§ 任务目标: 把下面所有条目一字不改地照抄一遍。

§ 所给条目:
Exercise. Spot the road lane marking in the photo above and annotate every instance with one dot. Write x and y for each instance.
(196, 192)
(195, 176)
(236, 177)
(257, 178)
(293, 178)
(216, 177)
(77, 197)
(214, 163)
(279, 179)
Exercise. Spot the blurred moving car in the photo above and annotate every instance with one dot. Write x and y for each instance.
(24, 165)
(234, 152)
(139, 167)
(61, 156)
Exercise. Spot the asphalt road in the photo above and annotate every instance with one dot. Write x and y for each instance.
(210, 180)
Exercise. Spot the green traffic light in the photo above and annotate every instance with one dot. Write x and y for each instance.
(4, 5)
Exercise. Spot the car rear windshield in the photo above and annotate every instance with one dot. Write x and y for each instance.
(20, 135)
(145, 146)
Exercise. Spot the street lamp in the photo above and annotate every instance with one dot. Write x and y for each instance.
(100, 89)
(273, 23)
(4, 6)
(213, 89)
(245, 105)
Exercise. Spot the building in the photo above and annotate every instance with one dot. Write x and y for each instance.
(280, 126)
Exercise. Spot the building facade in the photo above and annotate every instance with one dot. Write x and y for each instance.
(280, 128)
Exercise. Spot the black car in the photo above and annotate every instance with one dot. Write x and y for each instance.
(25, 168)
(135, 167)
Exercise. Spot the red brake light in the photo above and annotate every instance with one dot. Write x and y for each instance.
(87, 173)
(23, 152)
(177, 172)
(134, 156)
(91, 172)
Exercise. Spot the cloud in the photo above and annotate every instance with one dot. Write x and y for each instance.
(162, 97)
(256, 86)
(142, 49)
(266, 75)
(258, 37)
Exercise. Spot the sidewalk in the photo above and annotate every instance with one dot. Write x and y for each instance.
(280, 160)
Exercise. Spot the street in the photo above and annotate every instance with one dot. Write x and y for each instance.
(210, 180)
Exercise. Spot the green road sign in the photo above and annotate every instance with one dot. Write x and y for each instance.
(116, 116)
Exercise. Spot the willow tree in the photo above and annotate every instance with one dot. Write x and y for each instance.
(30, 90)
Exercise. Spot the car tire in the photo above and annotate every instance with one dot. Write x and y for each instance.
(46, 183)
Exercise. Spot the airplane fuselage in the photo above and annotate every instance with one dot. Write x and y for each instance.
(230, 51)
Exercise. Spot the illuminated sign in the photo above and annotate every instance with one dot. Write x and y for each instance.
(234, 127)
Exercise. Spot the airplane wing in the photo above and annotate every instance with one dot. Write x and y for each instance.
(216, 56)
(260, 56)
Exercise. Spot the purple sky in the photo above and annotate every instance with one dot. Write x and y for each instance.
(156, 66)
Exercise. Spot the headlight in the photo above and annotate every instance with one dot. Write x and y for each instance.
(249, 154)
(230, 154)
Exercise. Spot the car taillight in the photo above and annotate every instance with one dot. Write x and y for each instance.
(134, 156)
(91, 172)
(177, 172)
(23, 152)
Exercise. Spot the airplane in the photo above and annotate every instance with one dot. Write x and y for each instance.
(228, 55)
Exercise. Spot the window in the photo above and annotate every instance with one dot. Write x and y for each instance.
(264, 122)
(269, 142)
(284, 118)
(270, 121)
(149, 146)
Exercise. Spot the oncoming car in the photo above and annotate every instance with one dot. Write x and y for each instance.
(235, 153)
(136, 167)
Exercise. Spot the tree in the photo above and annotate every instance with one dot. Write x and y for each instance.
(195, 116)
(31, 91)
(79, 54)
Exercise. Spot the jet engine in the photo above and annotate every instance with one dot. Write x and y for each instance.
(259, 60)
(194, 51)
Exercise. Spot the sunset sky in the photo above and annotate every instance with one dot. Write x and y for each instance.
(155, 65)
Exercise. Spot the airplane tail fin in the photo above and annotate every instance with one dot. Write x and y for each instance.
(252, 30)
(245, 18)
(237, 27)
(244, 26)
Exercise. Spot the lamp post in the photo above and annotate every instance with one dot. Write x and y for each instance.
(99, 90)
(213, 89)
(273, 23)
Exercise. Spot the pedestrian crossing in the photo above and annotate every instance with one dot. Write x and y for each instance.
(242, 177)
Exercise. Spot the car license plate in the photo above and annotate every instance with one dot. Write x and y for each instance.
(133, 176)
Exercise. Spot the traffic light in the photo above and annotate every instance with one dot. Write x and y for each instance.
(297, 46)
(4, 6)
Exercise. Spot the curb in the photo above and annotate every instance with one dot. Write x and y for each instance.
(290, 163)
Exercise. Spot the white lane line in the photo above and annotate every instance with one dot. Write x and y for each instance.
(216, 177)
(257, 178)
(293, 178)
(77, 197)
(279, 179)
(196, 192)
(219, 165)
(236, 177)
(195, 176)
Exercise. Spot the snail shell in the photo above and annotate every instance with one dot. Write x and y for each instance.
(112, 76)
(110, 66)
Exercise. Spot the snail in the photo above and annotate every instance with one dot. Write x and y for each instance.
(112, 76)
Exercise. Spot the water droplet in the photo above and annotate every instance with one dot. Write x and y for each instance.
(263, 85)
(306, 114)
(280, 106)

§ 本题作答:
Exercise. Spot the road lane marking in the photo above and annotate every instance with one dot. Write x and y for each instance.
(196, 192)
(195, 176)
(236, 177)
(257, 178)
(293, 178)
(216, 177)
(77, 197)
(214, 163)
(279, 179)
Exercise. Spot the blurred moving car in the photo above and annotate every instance with one dot. Write x and y for each instance.
(24, 165)
(234, 152)
(139, 167)
(61, 156)
Exercise. Spot the asphalt road in the photo above and annotate every instance with one dot. Write x and y for each instance.
(210, 180)
Exercise. Spot the green traffic light in the photo above and annotate every instance with one dot. Write x and y for each instance.
(4, 5)
Exercise. Spot the car rear windshield in the photo above and annotate every instance with one dot. Write x and y for each instance.
(20, 135)
(145, 146)
Exercise. Spot the street lamp in the photo above and annotate every instance with one dot. Write x and y for each instance.
(100, 89)
(273, 23)
(4, 6)
(213, 89)
(245, 105)
Exercise. Spot the building in the photo above and annotate every instance with one dot. Write x and y for each instance.
(280, 126)
Exercise. Spot the building facade in the photo above and annotate every instance with one dot. Write x and y for each instance.
(280, 128)
Exercise. Spot the black car in the photo above and annotate every instance with one dot. Write x and y for each instance.
(25, 168)
(135, 167)
Exercise. Spot the red brake light in the photo above and annotate every instance with one dot. Write x and y for each instance.
(87, 173)
(23, 152)
(177, 172)
(134, 156)
(91, 172)
Exercise. Spot the cloud in the photo above and annotate every instance with one dot. Write x and y for each instance.
(162, 97)
(256, 86)
(142, 49)
(266, 75)
(258, 37)
Exercise. Spot the sidewalk in the photo above and annotate every instance with one dot. Write x and y for each instance.
(280, 160)
Exercise. Spot the street in the photo above and annotate every instance with one dot. Write x and y for each instance.
(210, 180)
Exercise. Spot the green road sign in the photo above and annotate every instance with one dot. Write x and y for each instance.
(116, 116)
Exercise. Spot the willow tree in the photo above and annotate every instance with one dot. Write x and y for each instance.
(30, 90)
Exercise. Spot the car tire in the photo above and annotate every instance with one dot. Write x and y for each instance.
(46, 183)
Exercise. Spot the airplane fuselage in the photo above and annotate every instance with one dot. Write x and y for each instance.
(230, 51)
Exercise. Spot the illuminated sign in the photo above and annotate every instance with one dot. Write x and y for each instance.
(234, 127)
Exercise. Spot the airplane wing in the photo above and annotate every instance with one dot. Write x and y for each instance.
(216, 56)
(260, 56)
Exercise. Spot the purple sky in the photo above and annotate every instance with one dot. Write x and y for each instance.
(156, 66)
Exercise. Spot the headlight in the photo above and annotate every instance with one dot. Write x and y for each instance.
(249, 154)
(230, 154)
Exercise. Spot the car taillight in the photo above and annotate every instance with one dot. Write x and y for each instance.
(134, 156)
(91, 172)
(177, 172)
(23, 152)
Exercise. Spot the airplane in the photo above and annotate every instance with one dot. Write x and y for each instance.
(228, 55)
Exercise. Spot the window in the photo above and annotate every instance with one dot. Write x and y for each instance.
(264, 122)
(269, 142)
(284, 118)
(270, 121)
(149, 146)
Exercise. Spot the oncoming car in the photo above and annotate every instance with one dot. Write x and y for each instance.
(235, 153)
(136, 167)
Exercise. Spot the tree in the photo above and annotate every instance with one dot. Write x and y for each instance.
(195, 116)
(31, 91)
(79, 54)
Exercise. Spot the jet engine in the photo above and annotate every instance with one dot. Write x and y for each instance.
(259, 60)
(194, 51)
Exercise. Spot the sunset sky in the photo above and annotate every instance with one dot. Write x and y for each instance.
(155, 65)
Exercise. Spot the airplane tail fin in the photo above and annotate every instance with one dot. Write x and y for each instance.
(252, 30)
(245, 18)
(237, 27)
(244, 26)
Exercise. Spot the lamp post in the photo above and annotate every instance with one dot. Write x and y for each instance.
(99, 90)
(213, 89)
(273, 23)
Exercise. Spot the pedestrian crossing in the photo above and annotate every instance with one dot. Write x and y for each instance.
(242, 177)
Exercise. Spot the car license plate in the photo above and annotate every instance with one dot. Write x and y for each instance.
(133, 176)
Exercise. Spot the traffic light in the photo above and annotate every instance with one dot. Write x and y for each instance.
(297, 46)
(4, 6)
Exercise. Spot the curb in the photo above and annotate every instance with one dot. Write x and y for each instance.
(290, 163)
Exercise. Spot the white lane line in the photo above and annotate every instance with one dot. Write x and y for each instance.
(216, 177)
(257, 178)
(293, 178)
(77, 197)
(279, 179)
(196, 192)
(219, 165)
(236, 177)
(195, 176)
Exercise. Spot the snail shell in the photo above and annotate every instance with one dot. Write x and y for each instance.
(112, 76)
(110, 66)
Exercise. Spot the snail in the photo above and annotate every instance with one dot. Write x and y for each instance.
(112, 76)
Exercise. Spot the water droplet in the photo above and annotate every instance with one dot. Write x and y for each instance.
(263, 85)
(306, 114)
(280, 106)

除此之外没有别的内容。